Segment Start: STUDY MATERIAL

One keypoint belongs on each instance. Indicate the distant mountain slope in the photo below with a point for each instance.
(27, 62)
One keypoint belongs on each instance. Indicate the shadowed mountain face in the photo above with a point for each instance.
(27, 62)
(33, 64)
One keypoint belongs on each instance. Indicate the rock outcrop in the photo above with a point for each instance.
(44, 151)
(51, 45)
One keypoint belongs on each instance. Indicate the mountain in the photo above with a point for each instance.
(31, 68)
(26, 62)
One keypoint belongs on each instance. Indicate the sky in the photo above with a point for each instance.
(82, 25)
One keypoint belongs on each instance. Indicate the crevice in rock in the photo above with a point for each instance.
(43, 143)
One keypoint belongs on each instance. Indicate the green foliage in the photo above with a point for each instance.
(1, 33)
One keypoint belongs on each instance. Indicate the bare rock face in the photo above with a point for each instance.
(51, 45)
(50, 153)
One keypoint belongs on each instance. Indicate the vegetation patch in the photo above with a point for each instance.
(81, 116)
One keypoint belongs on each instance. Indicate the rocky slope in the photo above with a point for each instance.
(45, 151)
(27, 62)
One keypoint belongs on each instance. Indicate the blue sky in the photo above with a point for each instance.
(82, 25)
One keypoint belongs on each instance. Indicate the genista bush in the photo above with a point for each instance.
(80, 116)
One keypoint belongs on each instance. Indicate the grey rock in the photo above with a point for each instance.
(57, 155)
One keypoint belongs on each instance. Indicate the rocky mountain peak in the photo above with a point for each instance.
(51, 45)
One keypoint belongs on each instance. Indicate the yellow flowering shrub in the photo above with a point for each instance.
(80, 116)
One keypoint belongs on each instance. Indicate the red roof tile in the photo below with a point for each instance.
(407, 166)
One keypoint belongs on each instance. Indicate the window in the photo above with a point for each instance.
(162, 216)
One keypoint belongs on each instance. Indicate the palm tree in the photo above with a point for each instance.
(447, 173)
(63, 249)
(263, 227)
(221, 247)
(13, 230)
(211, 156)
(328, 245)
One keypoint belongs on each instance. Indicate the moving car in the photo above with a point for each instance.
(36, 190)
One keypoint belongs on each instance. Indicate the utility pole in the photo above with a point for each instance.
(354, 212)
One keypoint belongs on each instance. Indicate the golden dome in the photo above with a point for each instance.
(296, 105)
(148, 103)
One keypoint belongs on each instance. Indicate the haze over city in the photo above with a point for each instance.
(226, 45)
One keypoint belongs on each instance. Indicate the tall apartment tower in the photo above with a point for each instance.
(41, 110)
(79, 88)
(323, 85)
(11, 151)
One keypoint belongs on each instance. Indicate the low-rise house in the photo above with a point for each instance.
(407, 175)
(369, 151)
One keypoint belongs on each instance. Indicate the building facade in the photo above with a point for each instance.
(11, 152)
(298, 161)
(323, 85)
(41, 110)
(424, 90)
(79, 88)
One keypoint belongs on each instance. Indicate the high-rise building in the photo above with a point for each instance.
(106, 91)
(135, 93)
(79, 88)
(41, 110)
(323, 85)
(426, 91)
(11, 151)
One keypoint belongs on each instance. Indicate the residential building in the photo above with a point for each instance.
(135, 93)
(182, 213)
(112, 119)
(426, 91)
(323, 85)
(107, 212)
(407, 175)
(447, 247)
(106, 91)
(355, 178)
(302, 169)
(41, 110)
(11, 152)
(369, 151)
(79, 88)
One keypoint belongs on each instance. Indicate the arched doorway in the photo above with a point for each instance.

Segment End: STUDY MATERIAL

- [YOUR GOAL] An exact transcription of every record above is required.

- [EXERCISE ANSWER]
One keypoint belongs on each instance. Indicate the distant mountain slope in the photo below with a point for each instance.
(27, 62)
One keypoint belongs on each instance. Indicate the shadowed mountain face in the photo above with a point for each instance.
(27, 62)
(33, 64)
One keypoint belongs on each instance. Indicate the rock outcrop in the photo above with a point for each instance.
(44, 151)
(51, 45)
One keypoint belongs on each instance. Indicate the mountain in the photo above with a point for each instance.
(31, 68)
(26, 62)
One keypoint belongs on each instance. Indicate the sky in the photo above with a point for each instance.
(82, 25)
One keypoint belongs on each instance. Indicate the crevice in rock in the photo above with a point for each instance.
(43, 143)
One keypoint belongs on each instance. Indicate the green foliage in the photo above with a point for each instance.
(1, 33)
One keypoint belongs on each instance. Indicate the bare rock face in the photo above with a point for each instance.
(51, 45)
(50, 153)
One keypoint belongs on each instance. Indicate the vegetation patch in the photo above with a point for each instance.
(81, 116)
One keypoint belongs on each instance. Indicate the rocky slope in the photo above with a point for each instance.
(45, 151)
(27, 62)
One keypoint belongs on each instance. Indicate the blue sky in the photo above with a point for each instance.
(82, 25)
One keypoint belongs on each instance. Indicate the genista bush in the photo above with a point for each instance.
(80, 116)
One keypoint belongs on each instance. Indicate the grey rock in the photo above with a point for each instance.
(57, 155)
One keypoint belongs on each instance. Indicate the rocky mountain peak in the photo above with a point for each instance.
(51, 45)
One keypoint belongs on each instance. Indicate the yellow flowering shrub in the photo above with a point for each instance.
(80, 116)
One keypoint belongs on each instance. Indicate the red roof tile in the photo below with a point for each instance.
(407, 166)
One keypoint belongs on each instance. Indicate the window in the photo above with a point for each instance.
(162, 216)
One keypoint belongs on each instance. Indicate the palm tree in the photo above with a point for each instance.
(447, 173)
(63, 249)
(263, 227)
(221, 247)
(13, 230)
(211, 156)
(328, 245)
One keypoint belongs on each instance. Indicate the moving car in the photo above with a point for each instance.
(36, 190)
One keypoint belongs on each instance. Indicate the utility pole in the photo above with a point for each instance.
(354, 212)
One keypoint belongs on each instance. Indicate the golden dome in the photo above with a point for each instance.
(296, 105)
(148, 103)
One keypoint belongs on each instance. Indicate the haze over city in the photo above with a point for each instance.
(226, 45)
One keypoint belongs on each instance. Indicate the tall apartment tower in the photo above with a point for each instance.
(41, 110)
(79, 88)
(323, 85)
(11, 151)
One keypoint belongs on each instance. Indicate the low-rise house in the photo above with a point for each instance.
(407, 175)
(369, 151)
One keypoint belongs on each instance. Indicate the building facade in the photo above with a point for each instance.
(11, 152)
(298, 161)
(323, 85)
(41, 110)
(424, 90)
(79, 88)
One keypoint belongs on each instance. Indicate the high-rise building in the photo above with a point for each instance.
(106, 91)
(135, 93)
(79, 88)
(41, 110)
(323, 85)
(426, 91)
(11, 151)
One keypoint belongs on each instance. Indicate the residential building in the photo above with a point for each instance.
(135, 93)
(182, 213)
(112, 119)
(426, 91)
(323, 85)
(107, 212)
(407, 175)
(447, 247)
(106, 91)
(355, 178)
(302, 169)
(41, 110)
(11, 152)
(369, 151)
(79, 88)
One keypoint belongs on each instance. Indicate the arched doorway in the photo above with a point for each instance.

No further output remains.